[Exercise goal] Starting at the line containing "point: woman's face" and ending at the end of the listing, rewrite those lines with "marker" replaced by "pin" and everything else left as is.

(begin)

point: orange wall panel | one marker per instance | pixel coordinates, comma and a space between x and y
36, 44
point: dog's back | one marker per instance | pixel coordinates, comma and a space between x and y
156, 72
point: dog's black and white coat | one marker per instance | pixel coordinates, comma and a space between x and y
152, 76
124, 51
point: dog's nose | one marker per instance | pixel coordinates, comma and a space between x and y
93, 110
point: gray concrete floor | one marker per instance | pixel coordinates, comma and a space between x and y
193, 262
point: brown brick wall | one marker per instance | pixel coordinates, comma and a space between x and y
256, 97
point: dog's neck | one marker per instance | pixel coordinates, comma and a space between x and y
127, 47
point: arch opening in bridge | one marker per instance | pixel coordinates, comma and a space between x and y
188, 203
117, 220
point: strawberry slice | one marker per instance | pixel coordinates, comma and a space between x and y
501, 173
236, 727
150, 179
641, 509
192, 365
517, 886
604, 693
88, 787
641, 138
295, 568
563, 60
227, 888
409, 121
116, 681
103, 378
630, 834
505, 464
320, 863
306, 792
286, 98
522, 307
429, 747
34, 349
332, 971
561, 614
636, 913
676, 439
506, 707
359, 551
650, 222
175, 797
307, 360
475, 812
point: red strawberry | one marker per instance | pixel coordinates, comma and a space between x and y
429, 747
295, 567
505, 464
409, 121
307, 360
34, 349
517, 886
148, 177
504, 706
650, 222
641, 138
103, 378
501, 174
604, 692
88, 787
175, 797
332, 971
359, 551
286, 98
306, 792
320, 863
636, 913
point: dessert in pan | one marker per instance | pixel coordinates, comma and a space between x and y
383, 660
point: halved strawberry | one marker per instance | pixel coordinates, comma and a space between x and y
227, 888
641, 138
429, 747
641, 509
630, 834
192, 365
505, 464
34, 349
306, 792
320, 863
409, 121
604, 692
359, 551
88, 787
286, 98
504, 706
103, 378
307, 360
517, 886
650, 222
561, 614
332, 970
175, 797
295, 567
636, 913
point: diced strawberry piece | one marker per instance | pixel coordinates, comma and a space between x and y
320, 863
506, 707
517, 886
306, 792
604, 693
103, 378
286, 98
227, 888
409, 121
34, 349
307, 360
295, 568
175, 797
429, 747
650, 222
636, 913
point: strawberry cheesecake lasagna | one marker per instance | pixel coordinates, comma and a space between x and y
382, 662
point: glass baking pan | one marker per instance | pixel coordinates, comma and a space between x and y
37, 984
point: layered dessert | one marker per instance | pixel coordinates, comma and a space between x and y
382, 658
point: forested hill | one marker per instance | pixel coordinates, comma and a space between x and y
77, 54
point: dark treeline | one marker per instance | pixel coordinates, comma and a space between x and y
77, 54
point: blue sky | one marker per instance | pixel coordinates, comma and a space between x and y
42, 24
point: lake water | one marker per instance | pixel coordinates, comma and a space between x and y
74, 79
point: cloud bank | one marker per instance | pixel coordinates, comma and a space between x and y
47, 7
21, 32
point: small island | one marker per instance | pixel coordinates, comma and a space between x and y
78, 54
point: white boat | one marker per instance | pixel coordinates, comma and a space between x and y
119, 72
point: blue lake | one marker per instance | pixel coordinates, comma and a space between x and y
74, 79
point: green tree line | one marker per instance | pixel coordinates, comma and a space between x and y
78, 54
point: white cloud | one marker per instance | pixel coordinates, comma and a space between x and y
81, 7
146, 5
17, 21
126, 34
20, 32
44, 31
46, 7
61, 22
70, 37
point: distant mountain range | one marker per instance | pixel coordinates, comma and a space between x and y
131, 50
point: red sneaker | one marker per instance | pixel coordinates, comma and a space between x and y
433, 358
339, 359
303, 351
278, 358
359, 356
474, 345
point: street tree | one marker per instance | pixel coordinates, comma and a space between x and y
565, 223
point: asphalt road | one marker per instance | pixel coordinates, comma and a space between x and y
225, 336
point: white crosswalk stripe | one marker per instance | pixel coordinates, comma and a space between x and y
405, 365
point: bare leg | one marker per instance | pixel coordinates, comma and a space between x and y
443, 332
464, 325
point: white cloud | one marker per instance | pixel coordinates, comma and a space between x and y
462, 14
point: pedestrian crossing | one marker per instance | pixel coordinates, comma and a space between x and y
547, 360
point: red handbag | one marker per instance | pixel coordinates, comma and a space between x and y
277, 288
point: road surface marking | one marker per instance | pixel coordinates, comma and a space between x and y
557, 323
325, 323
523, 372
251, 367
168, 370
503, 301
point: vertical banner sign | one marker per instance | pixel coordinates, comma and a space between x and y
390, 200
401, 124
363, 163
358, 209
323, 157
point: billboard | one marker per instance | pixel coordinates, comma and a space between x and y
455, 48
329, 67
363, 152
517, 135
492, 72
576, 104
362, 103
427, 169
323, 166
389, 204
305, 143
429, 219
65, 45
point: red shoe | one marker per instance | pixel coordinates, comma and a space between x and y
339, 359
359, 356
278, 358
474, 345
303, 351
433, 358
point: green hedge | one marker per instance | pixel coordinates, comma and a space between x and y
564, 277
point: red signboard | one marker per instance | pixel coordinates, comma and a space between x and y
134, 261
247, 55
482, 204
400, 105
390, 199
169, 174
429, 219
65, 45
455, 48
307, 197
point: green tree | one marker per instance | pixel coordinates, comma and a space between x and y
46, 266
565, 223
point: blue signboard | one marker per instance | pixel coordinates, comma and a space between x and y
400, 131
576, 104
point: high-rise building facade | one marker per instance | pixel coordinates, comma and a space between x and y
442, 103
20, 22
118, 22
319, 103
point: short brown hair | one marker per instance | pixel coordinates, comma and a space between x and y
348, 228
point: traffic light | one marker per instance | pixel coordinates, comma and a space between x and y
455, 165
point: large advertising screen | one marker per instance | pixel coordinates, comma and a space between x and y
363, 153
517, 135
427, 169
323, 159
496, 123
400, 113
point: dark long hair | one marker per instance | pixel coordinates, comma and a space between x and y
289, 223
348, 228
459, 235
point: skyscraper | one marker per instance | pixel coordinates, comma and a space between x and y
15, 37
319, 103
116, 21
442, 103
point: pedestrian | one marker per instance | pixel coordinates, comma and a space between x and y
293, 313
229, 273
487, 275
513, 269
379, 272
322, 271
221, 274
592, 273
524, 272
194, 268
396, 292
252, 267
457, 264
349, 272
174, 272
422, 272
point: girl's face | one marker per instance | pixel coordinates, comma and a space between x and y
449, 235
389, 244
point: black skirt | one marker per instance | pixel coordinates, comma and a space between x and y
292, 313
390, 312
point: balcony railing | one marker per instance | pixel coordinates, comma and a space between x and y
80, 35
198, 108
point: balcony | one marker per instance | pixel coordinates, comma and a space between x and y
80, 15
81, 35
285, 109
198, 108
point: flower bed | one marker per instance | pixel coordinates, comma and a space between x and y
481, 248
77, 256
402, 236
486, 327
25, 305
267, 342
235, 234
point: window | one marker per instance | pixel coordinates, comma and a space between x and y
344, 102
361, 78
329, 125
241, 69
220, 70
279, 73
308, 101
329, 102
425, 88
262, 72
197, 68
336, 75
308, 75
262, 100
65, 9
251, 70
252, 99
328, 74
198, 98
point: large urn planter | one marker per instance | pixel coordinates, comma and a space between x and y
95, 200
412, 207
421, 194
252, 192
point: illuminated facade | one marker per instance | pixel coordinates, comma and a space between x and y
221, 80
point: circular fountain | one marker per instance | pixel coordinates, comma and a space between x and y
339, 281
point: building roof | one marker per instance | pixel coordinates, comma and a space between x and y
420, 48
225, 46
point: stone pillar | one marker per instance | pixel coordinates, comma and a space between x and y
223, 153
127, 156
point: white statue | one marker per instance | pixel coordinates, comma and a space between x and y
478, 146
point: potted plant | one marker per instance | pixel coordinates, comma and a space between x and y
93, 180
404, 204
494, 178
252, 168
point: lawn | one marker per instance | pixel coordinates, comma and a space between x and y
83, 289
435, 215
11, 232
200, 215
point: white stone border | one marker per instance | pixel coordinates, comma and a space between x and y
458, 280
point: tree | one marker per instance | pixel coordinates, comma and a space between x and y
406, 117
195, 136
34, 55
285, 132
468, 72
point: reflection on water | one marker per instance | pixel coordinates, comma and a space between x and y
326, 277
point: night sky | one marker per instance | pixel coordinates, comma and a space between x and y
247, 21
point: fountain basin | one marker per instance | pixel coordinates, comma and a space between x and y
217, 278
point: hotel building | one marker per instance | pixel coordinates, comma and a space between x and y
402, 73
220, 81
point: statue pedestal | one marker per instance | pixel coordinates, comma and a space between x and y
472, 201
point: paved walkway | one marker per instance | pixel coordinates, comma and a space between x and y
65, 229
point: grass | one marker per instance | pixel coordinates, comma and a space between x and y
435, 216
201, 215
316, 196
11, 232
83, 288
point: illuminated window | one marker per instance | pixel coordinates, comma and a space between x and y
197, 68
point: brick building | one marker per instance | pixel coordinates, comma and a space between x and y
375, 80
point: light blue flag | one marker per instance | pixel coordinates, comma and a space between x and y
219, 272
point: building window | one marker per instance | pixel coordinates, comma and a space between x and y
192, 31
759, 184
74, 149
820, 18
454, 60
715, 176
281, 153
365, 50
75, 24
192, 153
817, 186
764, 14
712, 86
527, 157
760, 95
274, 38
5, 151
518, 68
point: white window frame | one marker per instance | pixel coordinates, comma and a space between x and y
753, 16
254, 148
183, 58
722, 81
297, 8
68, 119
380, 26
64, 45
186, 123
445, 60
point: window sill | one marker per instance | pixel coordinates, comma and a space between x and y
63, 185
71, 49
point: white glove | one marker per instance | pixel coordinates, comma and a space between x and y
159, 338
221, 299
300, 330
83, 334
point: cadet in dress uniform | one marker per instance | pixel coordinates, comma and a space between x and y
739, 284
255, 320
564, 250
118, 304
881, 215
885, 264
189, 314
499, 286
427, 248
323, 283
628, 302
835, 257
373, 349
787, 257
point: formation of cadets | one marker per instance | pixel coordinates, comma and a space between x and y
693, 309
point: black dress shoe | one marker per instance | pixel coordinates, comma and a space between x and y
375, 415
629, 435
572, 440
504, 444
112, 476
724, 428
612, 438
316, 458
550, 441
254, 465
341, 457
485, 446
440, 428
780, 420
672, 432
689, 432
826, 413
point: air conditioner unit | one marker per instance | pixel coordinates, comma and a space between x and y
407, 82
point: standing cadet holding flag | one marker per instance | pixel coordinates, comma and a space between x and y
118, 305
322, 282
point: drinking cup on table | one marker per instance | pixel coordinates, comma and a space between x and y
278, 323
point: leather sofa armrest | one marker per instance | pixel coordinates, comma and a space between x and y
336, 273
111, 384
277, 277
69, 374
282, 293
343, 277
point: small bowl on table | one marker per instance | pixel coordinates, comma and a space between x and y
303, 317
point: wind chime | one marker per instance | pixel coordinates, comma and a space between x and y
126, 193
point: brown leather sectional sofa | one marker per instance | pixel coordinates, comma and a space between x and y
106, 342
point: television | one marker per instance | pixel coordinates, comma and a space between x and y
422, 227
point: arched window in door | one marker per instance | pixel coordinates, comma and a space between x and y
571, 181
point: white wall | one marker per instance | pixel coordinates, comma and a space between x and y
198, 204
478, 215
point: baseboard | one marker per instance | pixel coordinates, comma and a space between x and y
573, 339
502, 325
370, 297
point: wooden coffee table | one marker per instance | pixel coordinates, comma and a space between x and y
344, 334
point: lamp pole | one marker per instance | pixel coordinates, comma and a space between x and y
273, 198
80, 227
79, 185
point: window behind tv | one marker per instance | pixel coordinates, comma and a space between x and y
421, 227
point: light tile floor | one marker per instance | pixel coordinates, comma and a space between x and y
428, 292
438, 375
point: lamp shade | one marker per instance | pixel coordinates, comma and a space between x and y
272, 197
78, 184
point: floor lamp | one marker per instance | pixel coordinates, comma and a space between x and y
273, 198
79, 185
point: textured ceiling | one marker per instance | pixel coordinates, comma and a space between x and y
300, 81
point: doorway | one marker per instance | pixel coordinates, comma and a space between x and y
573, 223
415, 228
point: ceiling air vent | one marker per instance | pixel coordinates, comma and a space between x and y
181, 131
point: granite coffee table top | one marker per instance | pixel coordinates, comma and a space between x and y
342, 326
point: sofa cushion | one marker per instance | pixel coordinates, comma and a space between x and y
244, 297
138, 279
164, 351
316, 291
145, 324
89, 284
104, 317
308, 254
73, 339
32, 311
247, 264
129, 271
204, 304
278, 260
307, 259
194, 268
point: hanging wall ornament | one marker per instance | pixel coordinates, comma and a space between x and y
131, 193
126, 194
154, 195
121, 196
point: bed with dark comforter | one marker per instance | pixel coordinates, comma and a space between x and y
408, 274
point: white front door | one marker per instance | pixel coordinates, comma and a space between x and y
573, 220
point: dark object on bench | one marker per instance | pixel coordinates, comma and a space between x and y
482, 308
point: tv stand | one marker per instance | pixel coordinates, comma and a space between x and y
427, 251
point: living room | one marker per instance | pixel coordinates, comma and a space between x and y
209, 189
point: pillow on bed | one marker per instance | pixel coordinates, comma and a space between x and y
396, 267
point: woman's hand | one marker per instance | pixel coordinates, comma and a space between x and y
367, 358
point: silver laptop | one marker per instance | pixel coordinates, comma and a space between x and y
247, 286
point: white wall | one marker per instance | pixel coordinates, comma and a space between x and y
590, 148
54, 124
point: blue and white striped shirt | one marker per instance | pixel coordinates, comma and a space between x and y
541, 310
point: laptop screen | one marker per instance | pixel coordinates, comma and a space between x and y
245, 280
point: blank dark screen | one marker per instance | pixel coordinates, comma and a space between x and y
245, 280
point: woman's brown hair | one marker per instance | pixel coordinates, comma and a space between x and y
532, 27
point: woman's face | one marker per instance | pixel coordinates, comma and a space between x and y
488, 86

(end)

[Completed task]
point: woman's face | one pin per instance | pixel coordinates, comma and a space between x and y
488, 86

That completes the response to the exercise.